### DATA TO USE ###

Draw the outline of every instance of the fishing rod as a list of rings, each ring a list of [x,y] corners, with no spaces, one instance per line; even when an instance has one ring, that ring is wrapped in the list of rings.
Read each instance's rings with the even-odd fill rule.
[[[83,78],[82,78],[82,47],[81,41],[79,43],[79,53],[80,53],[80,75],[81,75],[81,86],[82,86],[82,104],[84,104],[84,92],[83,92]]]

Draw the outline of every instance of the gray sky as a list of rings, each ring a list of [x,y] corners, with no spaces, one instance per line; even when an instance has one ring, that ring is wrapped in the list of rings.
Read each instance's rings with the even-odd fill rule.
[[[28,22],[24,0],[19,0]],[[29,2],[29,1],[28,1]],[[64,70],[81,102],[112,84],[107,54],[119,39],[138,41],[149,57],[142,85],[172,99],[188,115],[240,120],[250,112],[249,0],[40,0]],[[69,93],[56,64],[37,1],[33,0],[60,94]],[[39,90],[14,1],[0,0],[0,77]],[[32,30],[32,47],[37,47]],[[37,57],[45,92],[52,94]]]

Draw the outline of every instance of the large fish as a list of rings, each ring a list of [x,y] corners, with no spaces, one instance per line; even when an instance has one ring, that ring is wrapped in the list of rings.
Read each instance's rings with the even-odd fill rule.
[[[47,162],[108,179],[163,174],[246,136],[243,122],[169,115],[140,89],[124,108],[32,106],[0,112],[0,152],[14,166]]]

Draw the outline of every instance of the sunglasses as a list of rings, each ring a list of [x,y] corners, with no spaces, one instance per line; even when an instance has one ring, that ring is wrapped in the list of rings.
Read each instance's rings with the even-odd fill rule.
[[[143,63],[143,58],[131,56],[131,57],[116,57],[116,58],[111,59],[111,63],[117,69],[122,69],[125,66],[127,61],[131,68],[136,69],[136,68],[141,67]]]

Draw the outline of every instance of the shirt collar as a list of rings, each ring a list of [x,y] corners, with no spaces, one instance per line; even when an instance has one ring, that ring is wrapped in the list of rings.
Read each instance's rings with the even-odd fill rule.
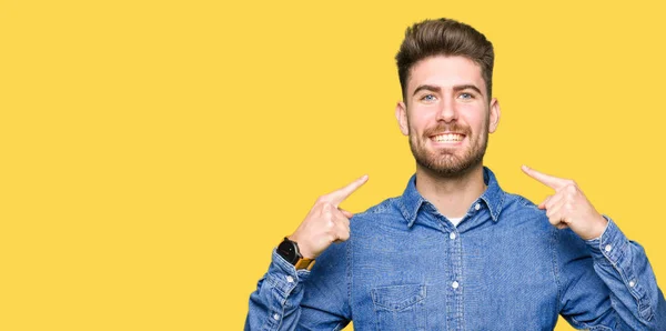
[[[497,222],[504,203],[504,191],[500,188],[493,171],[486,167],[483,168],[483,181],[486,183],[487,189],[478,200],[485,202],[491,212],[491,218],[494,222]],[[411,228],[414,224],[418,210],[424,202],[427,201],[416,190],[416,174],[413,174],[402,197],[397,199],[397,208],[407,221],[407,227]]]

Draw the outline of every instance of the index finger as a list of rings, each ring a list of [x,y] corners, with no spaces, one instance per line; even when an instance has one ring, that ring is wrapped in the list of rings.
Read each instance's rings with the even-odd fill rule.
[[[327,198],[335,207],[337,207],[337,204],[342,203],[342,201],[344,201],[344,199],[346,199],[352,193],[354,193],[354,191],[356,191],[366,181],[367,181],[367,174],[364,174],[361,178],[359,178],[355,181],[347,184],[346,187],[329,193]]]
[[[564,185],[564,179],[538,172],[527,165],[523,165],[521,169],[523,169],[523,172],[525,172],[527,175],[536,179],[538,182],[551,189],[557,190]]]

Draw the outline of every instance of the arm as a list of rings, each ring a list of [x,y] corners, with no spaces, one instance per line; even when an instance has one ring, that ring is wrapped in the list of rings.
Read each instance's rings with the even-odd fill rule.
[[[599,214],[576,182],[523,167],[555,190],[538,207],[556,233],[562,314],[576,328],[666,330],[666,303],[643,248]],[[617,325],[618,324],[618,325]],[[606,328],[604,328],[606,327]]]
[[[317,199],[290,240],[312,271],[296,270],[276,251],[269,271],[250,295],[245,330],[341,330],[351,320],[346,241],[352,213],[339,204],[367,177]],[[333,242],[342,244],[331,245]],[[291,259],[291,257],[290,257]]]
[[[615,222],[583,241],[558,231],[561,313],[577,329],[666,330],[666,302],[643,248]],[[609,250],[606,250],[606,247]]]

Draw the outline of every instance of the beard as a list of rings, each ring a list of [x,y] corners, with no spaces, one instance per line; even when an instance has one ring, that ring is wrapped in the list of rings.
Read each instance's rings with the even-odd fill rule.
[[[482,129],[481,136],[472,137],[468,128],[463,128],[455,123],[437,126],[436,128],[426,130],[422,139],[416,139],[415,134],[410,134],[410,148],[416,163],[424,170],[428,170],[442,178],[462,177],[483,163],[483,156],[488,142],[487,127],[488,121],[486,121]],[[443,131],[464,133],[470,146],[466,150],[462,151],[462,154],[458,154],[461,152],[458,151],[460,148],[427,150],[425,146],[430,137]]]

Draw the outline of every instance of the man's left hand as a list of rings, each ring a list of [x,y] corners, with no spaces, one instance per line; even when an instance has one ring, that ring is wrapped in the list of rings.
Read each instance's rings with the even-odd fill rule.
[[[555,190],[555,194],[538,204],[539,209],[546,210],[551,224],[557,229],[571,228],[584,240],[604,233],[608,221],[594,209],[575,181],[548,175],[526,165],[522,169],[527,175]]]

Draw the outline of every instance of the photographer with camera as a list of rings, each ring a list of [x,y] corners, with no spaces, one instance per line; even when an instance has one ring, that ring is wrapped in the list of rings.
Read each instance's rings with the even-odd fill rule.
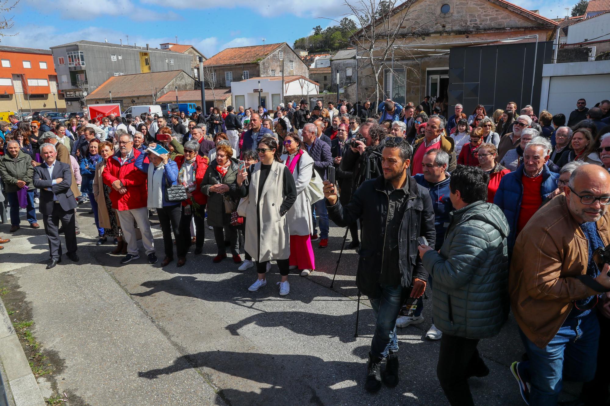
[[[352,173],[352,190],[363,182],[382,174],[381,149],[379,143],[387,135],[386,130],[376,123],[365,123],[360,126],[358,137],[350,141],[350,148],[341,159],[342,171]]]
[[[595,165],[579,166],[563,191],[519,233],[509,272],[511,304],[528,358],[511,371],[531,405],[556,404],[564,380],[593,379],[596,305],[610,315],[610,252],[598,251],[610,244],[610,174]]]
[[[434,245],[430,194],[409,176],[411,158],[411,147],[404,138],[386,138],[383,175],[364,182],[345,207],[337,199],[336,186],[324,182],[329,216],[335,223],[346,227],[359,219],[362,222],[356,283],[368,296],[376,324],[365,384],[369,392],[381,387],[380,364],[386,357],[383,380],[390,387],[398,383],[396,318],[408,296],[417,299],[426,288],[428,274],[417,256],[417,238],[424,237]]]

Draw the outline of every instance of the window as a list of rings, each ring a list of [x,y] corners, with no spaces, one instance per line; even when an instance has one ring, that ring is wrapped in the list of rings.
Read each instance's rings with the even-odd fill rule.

###
### DATA TO USE ###

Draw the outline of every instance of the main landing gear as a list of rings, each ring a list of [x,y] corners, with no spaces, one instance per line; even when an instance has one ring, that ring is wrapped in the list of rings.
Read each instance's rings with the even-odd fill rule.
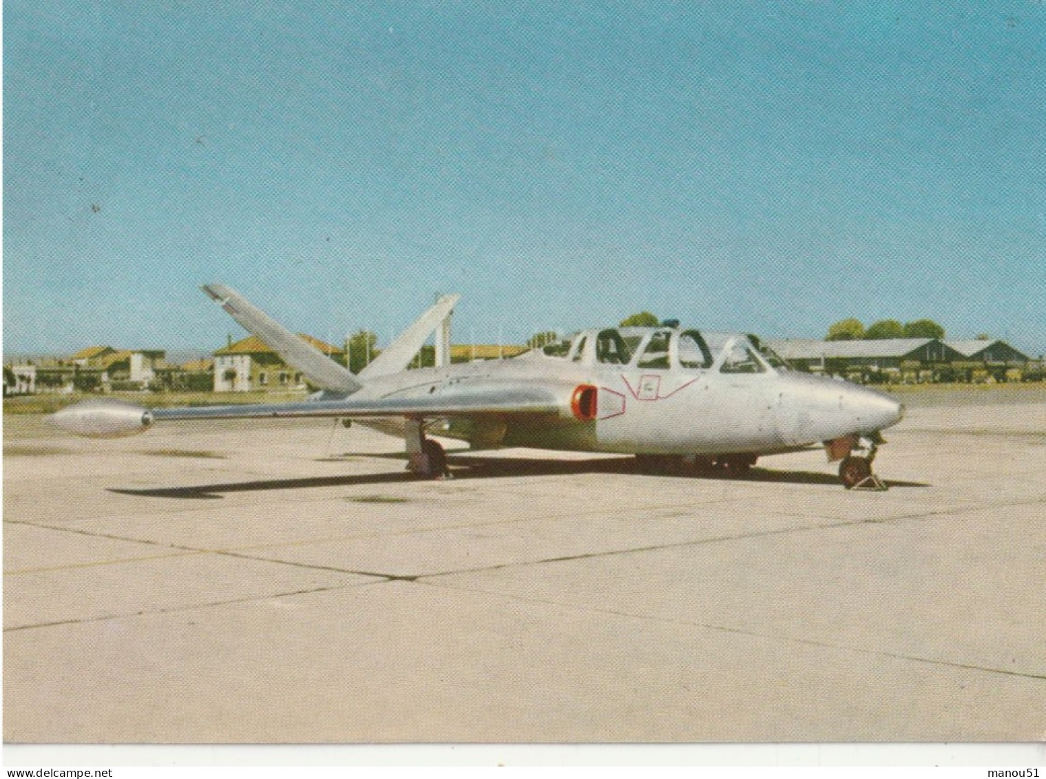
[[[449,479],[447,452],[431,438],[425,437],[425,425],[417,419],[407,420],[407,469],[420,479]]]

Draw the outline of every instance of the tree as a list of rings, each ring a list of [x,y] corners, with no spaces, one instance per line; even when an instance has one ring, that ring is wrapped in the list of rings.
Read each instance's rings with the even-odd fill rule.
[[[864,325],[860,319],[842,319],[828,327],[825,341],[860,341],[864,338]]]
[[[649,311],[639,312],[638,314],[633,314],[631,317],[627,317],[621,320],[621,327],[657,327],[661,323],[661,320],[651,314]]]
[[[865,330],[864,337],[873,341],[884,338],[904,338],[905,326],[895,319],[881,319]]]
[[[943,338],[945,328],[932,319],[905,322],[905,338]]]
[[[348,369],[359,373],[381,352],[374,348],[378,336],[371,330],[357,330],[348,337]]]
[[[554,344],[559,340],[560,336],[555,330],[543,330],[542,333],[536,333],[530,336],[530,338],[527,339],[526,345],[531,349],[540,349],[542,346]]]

###

WHAT IS EXPECTED:
How many lines in the rows above contain the string "gear", matching case exactly? Give only the number.

COMPLETE OUTPUT:
1